• **MATERIAL SHOWN**:
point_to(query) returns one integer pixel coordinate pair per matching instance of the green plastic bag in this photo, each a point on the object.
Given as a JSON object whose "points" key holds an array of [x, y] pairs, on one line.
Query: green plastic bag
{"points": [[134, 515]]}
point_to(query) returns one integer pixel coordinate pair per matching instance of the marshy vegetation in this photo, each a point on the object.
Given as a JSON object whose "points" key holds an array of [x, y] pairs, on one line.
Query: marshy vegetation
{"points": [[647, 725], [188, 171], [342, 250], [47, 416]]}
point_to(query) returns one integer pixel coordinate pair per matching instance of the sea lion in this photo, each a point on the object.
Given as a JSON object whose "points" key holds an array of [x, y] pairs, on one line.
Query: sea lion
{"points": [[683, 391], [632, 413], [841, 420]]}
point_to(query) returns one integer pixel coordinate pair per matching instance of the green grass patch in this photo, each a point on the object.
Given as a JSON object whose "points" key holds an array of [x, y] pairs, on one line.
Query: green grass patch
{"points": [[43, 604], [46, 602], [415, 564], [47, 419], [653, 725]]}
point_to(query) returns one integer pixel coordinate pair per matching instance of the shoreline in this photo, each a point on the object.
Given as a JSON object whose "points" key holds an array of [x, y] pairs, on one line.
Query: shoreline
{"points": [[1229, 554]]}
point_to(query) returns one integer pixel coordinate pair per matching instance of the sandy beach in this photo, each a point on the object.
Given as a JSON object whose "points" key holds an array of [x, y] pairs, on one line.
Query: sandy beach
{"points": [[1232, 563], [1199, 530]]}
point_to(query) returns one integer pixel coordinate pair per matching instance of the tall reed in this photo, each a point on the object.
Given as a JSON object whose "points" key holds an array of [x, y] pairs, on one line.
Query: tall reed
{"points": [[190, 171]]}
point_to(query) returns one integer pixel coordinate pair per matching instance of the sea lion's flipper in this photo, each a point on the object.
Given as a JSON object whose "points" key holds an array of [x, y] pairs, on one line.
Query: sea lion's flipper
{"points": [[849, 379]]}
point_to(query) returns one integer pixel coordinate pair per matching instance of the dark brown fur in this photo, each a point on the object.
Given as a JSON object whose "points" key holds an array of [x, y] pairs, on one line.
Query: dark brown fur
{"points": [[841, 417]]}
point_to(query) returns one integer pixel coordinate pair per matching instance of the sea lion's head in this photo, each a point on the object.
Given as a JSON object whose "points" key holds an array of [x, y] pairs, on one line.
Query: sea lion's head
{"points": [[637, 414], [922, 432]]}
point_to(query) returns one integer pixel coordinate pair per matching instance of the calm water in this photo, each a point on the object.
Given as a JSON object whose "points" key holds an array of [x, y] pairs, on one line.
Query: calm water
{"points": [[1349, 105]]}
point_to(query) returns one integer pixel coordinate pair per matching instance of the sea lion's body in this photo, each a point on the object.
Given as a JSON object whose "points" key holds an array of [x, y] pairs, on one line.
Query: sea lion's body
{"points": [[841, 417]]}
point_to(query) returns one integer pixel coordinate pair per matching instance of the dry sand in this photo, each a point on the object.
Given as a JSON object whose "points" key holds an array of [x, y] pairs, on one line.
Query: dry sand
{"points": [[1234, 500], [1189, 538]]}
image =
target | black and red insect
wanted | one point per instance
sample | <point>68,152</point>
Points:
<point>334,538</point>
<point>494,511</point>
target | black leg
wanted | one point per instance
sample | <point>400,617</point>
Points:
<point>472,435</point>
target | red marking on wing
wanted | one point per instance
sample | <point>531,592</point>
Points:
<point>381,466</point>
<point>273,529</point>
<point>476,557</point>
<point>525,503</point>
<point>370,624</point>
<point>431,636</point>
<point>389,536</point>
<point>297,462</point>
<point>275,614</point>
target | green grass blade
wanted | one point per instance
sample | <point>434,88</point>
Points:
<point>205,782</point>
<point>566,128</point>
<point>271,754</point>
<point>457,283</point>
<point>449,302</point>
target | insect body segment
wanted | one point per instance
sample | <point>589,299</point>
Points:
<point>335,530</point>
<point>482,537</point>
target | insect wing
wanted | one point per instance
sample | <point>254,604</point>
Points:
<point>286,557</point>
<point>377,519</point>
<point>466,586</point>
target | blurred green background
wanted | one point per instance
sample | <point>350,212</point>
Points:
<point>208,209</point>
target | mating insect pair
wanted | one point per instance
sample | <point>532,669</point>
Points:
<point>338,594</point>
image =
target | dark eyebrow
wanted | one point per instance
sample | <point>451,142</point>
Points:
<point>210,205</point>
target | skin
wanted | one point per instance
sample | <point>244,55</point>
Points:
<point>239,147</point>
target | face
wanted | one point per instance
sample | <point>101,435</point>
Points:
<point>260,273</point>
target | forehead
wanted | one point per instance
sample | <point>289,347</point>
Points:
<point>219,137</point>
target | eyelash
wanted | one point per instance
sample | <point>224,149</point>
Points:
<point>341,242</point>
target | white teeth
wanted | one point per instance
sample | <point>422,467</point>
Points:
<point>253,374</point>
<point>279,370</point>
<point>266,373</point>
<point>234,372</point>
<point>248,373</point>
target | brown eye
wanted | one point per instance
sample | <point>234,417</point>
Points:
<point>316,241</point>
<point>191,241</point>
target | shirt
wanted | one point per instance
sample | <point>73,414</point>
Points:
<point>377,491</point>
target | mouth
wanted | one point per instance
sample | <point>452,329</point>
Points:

• **TASK DETAILS**:
In the entries above, how many lines hold the word "wing"? Answer with the number only.

• **RESULT OF THIS EXERCISE**:
2